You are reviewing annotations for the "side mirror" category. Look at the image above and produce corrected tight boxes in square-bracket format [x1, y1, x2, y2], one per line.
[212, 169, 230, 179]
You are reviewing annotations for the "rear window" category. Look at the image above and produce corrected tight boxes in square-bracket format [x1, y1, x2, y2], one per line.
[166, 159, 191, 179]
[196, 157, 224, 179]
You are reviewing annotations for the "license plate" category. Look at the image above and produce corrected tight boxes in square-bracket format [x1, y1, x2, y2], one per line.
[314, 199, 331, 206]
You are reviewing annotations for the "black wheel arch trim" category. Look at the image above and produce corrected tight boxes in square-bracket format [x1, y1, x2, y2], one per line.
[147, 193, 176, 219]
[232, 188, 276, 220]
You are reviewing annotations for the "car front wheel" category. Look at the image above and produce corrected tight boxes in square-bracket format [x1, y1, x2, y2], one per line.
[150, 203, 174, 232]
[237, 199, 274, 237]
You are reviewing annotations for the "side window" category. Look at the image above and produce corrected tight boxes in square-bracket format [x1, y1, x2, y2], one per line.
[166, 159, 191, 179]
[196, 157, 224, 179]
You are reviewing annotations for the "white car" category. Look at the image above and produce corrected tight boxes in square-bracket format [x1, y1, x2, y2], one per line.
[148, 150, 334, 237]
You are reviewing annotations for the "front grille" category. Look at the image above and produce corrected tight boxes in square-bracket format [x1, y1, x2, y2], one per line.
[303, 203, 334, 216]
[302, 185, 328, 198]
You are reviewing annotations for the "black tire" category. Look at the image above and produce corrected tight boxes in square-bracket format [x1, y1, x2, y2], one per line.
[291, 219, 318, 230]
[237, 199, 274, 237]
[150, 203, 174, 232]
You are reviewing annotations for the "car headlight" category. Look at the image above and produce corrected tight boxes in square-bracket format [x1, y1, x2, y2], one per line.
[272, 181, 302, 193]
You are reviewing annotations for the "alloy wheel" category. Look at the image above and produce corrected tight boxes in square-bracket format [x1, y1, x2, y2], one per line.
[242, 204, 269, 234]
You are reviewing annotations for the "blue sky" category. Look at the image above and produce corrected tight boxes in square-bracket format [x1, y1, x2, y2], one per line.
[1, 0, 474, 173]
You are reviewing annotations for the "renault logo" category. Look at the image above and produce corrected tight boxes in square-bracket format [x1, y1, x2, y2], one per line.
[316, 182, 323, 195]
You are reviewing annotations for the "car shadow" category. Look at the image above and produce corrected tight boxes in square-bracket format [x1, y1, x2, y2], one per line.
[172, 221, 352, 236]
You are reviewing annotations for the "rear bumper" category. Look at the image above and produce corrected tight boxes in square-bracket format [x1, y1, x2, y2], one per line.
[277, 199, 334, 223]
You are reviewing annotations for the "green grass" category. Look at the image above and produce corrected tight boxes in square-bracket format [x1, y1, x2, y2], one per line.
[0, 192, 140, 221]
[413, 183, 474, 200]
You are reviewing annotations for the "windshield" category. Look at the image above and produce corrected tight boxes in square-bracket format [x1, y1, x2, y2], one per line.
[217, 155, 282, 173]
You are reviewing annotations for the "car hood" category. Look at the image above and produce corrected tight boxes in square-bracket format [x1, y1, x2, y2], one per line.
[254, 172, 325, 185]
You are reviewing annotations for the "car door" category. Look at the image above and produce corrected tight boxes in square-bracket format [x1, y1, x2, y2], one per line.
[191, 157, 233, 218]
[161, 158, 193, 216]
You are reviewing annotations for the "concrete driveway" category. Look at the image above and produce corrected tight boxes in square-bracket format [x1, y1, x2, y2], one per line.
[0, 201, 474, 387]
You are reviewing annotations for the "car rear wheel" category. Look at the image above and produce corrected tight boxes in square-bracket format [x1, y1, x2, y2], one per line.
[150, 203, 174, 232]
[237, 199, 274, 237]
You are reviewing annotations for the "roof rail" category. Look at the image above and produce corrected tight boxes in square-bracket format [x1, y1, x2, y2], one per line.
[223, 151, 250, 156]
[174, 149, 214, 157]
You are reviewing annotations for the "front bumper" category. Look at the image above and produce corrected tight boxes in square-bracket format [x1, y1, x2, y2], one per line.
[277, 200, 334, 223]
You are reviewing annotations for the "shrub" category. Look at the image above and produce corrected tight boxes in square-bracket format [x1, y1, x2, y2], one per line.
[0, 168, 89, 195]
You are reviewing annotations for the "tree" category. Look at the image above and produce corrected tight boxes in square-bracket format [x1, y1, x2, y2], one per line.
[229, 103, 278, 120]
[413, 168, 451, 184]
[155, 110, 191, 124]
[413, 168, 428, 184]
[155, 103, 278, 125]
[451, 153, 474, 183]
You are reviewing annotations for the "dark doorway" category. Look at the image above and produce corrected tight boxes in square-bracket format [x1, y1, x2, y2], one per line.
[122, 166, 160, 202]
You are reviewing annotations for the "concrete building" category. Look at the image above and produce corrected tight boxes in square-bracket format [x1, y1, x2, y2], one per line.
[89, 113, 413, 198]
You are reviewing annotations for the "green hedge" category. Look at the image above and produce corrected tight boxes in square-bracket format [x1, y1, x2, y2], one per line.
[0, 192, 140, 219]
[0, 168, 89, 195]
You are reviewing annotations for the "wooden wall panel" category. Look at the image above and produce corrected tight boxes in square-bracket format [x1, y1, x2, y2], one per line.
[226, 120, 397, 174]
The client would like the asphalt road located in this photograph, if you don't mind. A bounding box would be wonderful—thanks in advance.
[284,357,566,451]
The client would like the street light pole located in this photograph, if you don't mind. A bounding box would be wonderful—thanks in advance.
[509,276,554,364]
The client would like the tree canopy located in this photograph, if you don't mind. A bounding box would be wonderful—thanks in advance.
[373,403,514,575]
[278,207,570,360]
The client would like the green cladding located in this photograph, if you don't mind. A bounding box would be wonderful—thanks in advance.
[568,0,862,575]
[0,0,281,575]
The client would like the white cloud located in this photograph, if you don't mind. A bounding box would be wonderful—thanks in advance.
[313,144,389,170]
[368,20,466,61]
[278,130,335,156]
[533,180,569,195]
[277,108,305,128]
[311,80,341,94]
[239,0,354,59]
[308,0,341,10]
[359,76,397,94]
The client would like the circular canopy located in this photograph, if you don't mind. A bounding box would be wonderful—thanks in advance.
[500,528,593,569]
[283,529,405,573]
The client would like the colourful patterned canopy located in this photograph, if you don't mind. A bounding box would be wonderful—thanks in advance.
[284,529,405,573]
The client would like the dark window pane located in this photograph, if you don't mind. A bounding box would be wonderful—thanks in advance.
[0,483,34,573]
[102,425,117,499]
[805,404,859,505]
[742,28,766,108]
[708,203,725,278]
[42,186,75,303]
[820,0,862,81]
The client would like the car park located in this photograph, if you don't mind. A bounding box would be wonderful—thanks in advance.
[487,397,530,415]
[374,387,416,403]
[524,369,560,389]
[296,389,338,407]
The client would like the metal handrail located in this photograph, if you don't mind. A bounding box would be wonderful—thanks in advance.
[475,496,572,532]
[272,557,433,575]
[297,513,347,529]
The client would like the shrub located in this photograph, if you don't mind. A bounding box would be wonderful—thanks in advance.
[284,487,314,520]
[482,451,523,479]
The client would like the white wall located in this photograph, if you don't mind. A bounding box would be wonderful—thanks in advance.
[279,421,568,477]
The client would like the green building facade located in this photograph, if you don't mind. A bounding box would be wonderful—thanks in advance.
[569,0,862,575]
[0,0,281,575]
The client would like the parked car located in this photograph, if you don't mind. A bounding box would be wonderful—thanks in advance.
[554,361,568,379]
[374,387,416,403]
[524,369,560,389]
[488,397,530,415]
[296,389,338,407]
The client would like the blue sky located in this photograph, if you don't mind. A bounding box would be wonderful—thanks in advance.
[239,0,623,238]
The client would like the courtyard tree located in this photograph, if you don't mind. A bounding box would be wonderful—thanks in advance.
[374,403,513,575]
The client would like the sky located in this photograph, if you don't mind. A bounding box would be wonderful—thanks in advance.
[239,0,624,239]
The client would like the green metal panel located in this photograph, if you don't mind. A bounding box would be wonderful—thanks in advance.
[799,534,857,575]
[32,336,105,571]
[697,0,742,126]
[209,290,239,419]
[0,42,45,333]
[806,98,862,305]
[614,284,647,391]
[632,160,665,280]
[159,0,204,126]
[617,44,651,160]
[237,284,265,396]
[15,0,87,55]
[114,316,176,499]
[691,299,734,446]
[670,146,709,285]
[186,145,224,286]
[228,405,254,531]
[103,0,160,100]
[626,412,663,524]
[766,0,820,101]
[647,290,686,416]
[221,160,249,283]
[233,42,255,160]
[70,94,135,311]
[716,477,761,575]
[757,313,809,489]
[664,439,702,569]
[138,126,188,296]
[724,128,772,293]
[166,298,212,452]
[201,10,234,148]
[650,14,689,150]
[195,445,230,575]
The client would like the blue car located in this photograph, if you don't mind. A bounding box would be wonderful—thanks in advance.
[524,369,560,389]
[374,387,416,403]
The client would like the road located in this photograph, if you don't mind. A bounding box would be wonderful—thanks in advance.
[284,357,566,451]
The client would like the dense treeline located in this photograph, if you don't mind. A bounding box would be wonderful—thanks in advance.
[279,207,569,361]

# DO THIS:
Write out every line from the first one through the line holding "[314, 199, 331, 206]", inclusive, word for word.

# COMPLETE OUTPUT:
You are reviewing annotations for the "side mirror" category. Look at the image above and produce corrected tight boxes in square-bracket format [x1, y1, x2, y2], one per line.
[212, 169, 230, 179]
You are reviewing annotations for the "rear window" category. Look at the image above and produce corrected tight boxes in square-bracket format [x1, y1, x2, y2], one per line.
[166, 159, 191, 179]
[196, 157, 224, 179]
You are reviewing annotations for the "license plate" category. Look at the image above and produce corrected tight boxes in square-bracket format [x1, y1, x2, y2], one per line.
[314, 199, 331, 206]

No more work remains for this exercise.